We were so impressed by the ministry of the chair of the Diocesan Life-Long Christian Formation Committee, Anne Delgado—its openness, sincerity, quality, and persistence—that our parish, Church of the Advent, Cape May, NJ, decided that it needed to be more energetic and creative in overcoming the pandemic’s shutdown of our normal children’s Christian formation efforts, principally our weekly Sunday School.
So our Education Committee met and asked our long-standing Sunday School teachers, Trisha Andrzejczak and Meredith Markley, what they needed from the parish to meet our children’s needs. They recommended and the committee decided to do Sunday School-in-a-Box, a curriculum technique featured in our diocese’s Life-Long Christian Formation (LLCF) online newsletter, to which our committee subscribed.
Here’s how the project unfolded: Last year, an enthusiastic parishioner donated 25 plastic containers with lids (slightly larger than an average shoe box but not by much). We decided to use the Revised Common Lectionary (RCL) for the upcoming fall of 2020 as our weekly curriculum focus. Next, we found a wonderful children’s bible on sale from christianbooks.com. It comprehensively covered the Old Testament and New Testament with lots of good artwork. We developed a curriculum matrix schedule that cross-referenced the respective RCL Propers, their themes, and an idea for an associated craft project. Then, we gathered common arts and crafts materials (e.g, glue, scissors, play-dough, etc.).

○ ○ ○

Work instruction 1:
Which people does the Sunday School-in-a-Box account name?
Work instruction 2:
Quote the Sunday School-in-a-Box account, starting at "We were so impressed" and ending at "our committee subscribed.".

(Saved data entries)
○ ○ ○

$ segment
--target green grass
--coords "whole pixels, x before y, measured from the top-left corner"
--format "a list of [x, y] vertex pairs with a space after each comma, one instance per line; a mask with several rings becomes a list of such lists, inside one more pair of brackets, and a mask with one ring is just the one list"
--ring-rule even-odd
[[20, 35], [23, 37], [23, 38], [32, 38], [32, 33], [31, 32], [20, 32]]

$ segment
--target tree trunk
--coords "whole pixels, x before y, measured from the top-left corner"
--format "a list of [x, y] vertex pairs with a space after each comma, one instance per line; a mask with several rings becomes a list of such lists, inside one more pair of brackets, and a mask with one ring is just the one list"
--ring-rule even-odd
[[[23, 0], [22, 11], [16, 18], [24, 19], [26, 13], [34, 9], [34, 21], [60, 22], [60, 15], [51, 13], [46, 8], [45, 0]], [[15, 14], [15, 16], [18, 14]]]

○ ○ ○

Output 1:
Anne Delgado, Trisha Andrzejczak, Meredith Markley

Output 2:
We were so impressed by the ministry of the chair of the Diocesan Life-Long Christian Formation Committee, Anne Delgado—its openness, sincerity, quality, and persistence—that our parish, Church of the Advent, Cape May, NJ, decided that it needed to be more energetic and creative in overcoming the pandemic’s shutdown of our normal children’s Christian formation efforts, principally our weekly Sunday School.
So our Education Committee met and asked our long-standing Sunday School teachers, Trisha Andrzejczak and Meredith Markley, what they needed from the parish to meet our children’s needs. They recommended and the committee decided to do Sunday School-in-a-Box, a curriculum technique featured in our diocese’s Life-Long Christian Formation (LLCF) online newsletter, to which our committee subscribed.